(GIVEN TEXT):

Contrast that with this tweet from Kevin Sabet today:

There will be a BIG study released from embargo tomorrow about marijuana. Stay tuned!

Whatever it is, it’s likely to be something negative about marijuana (even if it’s a bad study of the kind that has been regularly debunked before). They already know what the study says, but are waiting until Monday to release it, in order to get as much publicity mileage on it as possible.

Whatever you call this, it’s certainly not science.

Update: Yawn….

It turns out it’s more of the same psychosis nonsense, acting like links are the same as causation. The pure truth of the matter is that they keep coming up with this kind of “data” without knowing enough about psychosis to have a clue as to what caused it in any individual.

Update 2: Good analysis by Suzi Gage at the Guardian: So smoking skunk causes psychosis, but milder cannabis doesn’t?. She makes the point that this research could be useful if it wasn’t getting manipulated, exaggerated, and misstated by prohibitionists to be some kind of smoking gun against the normalization of cannabis use.

And, as Transform and others have noted, if anything this study may give more reasons for having regulated and legal cannabis, rather than having the black market control the structure of cannabis products.

This entry was posted in Uncategorized. Bookmark the permalink.

62 Responses to Science by Press Release

  1. n.t. greene says:

    I hope he knows that most of his twitter followers are from the couch.

    We await this “study” and will have it digested soon after release.

    BTW: I love you guys, happy belated heart day.

  2. Servetus says:

    I can’t wait to see the next bit of NIDA trash.

    In the meantime this news item was released on a Saturday, “In a symposium organized by the McGill University Health Centre (MUHC) as part of the 2015 American Association for the Advancement of Science Annual Meeting held this week in San Jose, California, world-renowned experts from North America and the U.K. share their perspectives on the therapeutic potential of medical cannabis and explore the emerging science behind it.” :

    San Jose, CA, February 14, 2015 — Neuropsychiatrist and Director of the Center for Medicinal Cannabis Research (CMCR) at the University of California, San Diego, Dr. Igor Grant is interested in the short and long-term neuropsychiatric effects of marijuana use. The CMCR has overseen some of the most extensive research on the therapeutic effects of medical marijuana in the U.S. “Despite a commonly held view that cannabis use results in brain damage, meta analyses of extensive neurocognitive studies fail to demonstrate meaningful cognitive declines among recreational users,” says Dr. Grant. “Bain imaging has produced variable results, with the best designed studies showing null findings.”[…]

    Dr. Grant adds that while it is plausible to hypothesize that cannabis exposure in children and adolescents could impair brain development or predispose to mental illness, data from properly designed prospective studies is lacking.

(Saved entries)
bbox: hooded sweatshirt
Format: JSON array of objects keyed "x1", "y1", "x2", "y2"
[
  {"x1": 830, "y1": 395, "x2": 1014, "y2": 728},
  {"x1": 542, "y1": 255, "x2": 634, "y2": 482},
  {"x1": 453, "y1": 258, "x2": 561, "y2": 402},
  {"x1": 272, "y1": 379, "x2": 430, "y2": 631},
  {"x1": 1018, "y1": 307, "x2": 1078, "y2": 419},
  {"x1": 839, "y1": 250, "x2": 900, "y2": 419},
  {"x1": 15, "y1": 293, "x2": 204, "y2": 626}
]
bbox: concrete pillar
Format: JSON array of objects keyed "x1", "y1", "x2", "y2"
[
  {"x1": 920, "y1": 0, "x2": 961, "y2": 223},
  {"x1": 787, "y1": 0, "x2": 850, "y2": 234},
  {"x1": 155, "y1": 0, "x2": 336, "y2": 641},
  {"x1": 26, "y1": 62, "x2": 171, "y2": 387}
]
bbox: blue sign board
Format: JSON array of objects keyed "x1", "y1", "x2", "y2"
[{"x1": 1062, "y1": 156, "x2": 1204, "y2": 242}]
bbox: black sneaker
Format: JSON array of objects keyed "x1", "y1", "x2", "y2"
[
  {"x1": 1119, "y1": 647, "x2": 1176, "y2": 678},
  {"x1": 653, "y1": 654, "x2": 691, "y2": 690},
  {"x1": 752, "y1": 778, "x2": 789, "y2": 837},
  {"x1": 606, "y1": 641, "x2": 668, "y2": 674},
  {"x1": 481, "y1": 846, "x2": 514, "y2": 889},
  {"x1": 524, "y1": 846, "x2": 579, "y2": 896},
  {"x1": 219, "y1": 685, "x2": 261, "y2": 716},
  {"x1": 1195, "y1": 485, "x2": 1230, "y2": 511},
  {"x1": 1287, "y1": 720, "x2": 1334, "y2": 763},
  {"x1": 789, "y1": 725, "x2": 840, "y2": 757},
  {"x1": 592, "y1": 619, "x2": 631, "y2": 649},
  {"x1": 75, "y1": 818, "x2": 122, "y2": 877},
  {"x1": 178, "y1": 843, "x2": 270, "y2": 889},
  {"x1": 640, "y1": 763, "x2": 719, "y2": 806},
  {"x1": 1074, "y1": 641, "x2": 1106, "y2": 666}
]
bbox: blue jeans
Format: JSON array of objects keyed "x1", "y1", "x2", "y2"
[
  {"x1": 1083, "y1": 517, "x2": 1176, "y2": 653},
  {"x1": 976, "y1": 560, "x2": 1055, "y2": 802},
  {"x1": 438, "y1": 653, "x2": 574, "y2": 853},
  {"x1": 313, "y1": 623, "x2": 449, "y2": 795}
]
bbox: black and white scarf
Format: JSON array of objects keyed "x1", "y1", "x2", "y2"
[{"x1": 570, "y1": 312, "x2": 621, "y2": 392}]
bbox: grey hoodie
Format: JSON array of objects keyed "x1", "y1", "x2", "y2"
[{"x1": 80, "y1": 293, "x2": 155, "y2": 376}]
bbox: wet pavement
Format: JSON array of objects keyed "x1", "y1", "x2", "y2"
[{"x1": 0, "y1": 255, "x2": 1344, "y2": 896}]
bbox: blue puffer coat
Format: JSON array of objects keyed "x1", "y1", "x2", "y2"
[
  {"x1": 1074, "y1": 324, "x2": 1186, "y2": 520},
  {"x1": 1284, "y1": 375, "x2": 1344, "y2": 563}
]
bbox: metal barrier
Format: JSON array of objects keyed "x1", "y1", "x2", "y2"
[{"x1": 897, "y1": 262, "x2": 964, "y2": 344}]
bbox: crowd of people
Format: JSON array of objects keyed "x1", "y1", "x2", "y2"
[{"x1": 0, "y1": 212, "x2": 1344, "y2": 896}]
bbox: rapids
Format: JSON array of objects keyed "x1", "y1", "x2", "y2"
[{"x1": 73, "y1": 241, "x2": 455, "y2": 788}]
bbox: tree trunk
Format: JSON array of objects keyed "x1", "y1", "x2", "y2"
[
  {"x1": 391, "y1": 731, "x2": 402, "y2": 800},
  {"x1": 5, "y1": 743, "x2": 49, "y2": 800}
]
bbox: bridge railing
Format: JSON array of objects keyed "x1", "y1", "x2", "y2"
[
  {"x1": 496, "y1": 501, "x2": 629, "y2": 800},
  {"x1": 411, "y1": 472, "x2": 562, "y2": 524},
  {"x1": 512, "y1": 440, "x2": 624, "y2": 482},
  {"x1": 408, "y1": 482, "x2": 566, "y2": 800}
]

(REQUIREMENT A): Using the marijuana research post, decide whether each statement agrees with it. For each, give yes or no and quote the deciding words. (i) Suzi Gage's analysis appeared in the Guardian. (ii) The study was to be released on a Friday. (iii) Dr. Igor Grant is Director of the Center for Medicinal Cannabis Research.
(REQUIREMENT B): Please write out the marijuana research post from "Update: Yawn…." up to and including "in any individual.".
(REQUIREMENT C): Continue the marijuana research post from where it stops.

(ANSWER A):
(i) Yes: "Good analysis by Suzi Gage at the Guardian"
(ii) No: "are waiting until Monday to release it"
(iii) Yes: "Director of the Center for Medicinal Cannabis Research (CMCR) at the University of California, San Diego, Dr. Igor Grant"

(ANSWER B):
Update: Yawn….

It turns out it’s more of the same psychosis nonsense, acting like links are the same as causation. The pure truth of the matter is that they keep coming up with this kind of “data” without knowing enough about psychosis to have a clue as to what caused it in any individual.

(ANSWER C):
  3. O.B.Server says:

    My guess it is the UK “SKUNK PSYCHOSIS!” tabloid fare – a last (?) hurrah from the government find-something-bad-about pot crew.

    While schizophrenia rates have remained flat (or have fallen) in places where high-potency(“skunk”) cannabis is used in North America and elsewhere, by cherry-picking the results from a lower-economic class London district, which enjoys a large Caribbean immigrant population, and by questionable schizo-affect questionnaires which confuse cultural religious beliefs with schizophrenia, the controlled media in the UK (Tavistock) and apparently in the US (Mockingbird) will go “all out”, on schedule (according to Sabet), to strengthen the pot-makes-you-psycho meme.

  4. strayan says:

    Idea for study:

    Interview all the residents at a managed alcohol program (aka ‘wet house’) and make sweeping conclusions about the risk of alcohol use on the general population.

    Wernicke Korsakoffs? IT COULD HAPPEN TO YOU*.

    *Yeah, I don’t think so doc.

  5. “The Problem With Pot” -Newsweek -By Ben Smith
    http://tinyurl.com/mg344cp

    “… two critics of the drug said the science points to serious problems with pot.”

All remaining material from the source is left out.